Aim -> Copy the records below line for line, leaving out the pictures.

Exercise data ->
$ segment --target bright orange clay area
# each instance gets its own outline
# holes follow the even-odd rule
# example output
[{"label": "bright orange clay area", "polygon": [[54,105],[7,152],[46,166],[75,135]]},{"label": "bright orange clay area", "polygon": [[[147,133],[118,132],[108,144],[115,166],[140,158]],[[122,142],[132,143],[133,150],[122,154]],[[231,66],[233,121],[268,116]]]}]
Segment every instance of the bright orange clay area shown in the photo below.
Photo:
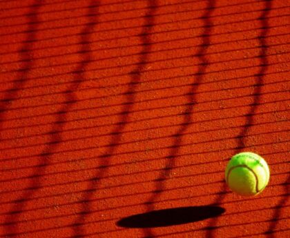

Written answer ->
$ segment --target bright orange clay area
# each instance gets its own outline
# holes follow the even-odd rule
# example output
[{"label": "bright orange clay area", "polygon": [[54,105],[7,152],[46,166],[75,135]]},{"label": "bright orange clay area", "polygon": [[[147,133],[118,132],[108,144],[115,166],[140,158]],[[122,142],[132,143],[133,150],[122,154]],[[231,66],[233,121],[268,116]]]}]
Segment every instance of the bright orange clay area shown in the photo below.
Photo:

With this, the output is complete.